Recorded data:
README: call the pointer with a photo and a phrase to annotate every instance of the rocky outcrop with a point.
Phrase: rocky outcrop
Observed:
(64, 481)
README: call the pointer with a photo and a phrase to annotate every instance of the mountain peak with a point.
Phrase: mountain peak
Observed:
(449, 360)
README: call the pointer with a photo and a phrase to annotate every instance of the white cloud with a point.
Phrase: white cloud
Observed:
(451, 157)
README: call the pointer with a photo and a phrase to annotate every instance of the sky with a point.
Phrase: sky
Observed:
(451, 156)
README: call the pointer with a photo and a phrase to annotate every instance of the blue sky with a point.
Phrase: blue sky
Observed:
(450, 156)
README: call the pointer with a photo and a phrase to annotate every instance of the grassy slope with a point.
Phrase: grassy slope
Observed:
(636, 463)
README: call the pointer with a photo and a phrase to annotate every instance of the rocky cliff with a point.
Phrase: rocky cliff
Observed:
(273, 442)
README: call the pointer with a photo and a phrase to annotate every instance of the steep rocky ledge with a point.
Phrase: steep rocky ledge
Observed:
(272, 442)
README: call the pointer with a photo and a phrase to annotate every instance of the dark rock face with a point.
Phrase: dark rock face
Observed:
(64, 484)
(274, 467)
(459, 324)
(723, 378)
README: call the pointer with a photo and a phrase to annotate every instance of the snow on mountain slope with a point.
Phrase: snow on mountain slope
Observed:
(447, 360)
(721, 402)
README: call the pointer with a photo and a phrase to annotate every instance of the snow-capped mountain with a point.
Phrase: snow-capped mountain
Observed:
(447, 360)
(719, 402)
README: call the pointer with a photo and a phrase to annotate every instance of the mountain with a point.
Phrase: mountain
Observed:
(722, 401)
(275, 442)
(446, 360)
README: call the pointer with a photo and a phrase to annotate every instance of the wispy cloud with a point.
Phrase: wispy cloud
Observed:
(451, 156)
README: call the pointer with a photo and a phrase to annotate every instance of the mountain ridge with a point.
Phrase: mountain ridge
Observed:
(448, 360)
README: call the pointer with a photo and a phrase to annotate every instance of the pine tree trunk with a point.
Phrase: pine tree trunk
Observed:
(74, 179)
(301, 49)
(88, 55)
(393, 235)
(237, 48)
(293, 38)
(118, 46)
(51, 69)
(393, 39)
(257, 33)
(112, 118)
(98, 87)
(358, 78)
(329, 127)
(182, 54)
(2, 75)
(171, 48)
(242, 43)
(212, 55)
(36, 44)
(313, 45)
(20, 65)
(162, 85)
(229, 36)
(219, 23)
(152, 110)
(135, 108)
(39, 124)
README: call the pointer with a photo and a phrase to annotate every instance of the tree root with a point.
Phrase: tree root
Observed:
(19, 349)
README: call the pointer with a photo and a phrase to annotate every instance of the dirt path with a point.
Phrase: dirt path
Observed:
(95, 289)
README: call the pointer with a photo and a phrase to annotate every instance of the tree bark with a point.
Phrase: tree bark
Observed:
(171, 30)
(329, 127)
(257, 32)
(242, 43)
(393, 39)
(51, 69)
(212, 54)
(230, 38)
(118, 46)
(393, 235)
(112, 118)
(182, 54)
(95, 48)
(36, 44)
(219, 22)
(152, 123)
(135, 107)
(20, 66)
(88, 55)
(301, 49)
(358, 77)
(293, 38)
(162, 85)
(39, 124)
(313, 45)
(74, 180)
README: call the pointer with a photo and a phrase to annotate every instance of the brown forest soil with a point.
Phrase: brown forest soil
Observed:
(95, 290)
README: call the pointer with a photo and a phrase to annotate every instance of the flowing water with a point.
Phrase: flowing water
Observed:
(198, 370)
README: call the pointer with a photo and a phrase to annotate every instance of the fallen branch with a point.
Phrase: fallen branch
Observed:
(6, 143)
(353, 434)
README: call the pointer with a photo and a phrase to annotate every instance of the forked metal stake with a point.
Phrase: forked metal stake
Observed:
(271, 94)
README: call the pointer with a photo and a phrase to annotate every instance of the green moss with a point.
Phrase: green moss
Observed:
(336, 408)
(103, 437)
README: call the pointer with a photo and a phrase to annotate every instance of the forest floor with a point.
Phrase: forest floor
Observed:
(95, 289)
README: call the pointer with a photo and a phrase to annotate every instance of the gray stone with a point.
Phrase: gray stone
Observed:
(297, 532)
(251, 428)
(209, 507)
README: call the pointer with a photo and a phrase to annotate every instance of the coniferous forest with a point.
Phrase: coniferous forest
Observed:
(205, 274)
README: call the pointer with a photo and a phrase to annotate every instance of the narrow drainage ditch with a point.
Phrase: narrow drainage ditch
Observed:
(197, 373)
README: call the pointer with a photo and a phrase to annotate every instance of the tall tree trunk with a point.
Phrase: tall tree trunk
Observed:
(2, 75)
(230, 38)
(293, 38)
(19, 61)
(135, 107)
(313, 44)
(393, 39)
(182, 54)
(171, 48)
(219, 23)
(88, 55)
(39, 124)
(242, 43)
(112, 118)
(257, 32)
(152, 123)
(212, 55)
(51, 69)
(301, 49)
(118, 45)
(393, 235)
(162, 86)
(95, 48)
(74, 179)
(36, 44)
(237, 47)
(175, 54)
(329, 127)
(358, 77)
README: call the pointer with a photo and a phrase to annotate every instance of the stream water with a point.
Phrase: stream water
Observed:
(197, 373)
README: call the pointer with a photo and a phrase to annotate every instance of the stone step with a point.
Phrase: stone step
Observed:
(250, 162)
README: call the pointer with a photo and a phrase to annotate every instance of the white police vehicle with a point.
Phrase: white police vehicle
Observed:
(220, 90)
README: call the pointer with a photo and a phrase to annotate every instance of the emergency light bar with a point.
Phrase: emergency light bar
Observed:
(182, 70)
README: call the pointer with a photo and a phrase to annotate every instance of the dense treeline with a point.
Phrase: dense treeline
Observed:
...
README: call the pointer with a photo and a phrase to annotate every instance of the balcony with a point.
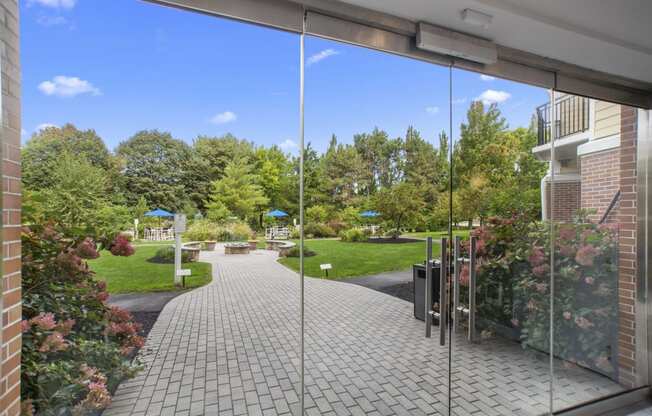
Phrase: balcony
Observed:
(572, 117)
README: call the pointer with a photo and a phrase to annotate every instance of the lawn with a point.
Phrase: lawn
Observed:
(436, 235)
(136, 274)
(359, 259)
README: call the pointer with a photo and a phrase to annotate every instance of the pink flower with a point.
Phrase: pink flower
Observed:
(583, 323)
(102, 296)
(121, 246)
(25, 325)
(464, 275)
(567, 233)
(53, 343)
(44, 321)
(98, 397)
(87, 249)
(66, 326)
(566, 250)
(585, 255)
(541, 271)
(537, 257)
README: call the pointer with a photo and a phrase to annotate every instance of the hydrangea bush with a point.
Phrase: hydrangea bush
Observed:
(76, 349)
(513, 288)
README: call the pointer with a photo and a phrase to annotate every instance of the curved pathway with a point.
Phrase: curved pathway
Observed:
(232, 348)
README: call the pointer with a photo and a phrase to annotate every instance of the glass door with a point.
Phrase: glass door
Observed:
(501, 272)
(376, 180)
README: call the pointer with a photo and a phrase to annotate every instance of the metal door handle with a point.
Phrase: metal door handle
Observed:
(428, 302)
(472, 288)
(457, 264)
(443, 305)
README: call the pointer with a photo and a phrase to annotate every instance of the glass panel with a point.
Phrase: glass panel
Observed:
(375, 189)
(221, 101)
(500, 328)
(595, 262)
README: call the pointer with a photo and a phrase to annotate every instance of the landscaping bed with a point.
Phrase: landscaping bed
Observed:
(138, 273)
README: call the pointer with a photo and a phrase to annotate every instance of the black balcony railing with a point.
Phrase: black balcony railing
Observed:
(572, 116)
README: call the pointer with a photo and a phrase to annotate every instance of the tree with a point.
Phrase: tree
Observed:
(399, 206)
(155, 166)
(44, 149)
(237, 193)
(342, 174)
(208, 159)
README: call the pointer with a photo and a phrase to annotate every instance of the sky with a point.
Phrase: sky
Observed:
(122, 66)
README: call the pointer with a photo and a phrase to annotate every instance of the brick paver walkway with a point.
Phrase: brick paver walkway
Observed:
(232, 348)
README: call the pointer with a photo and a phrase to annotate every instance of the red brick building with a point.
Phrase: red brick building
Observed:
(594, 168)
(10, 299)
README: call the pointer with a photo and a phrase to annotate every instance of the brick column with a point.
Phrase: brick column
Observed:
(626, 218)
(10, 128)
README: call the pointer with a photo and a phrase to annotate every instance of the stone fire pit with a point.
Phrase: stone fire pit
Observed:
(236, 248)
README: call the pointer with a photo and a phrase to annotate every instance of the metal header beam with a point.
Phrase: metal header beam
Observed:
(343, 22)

YOUR ASSIGNMENT: Make a list of all lines in the data that contain "wispy".

EXERCISE SOLUTION:
README: call the pointer with a photo and a phrase to annotate every instance of the wispy cloud with a point.
Phrase: wispy cloud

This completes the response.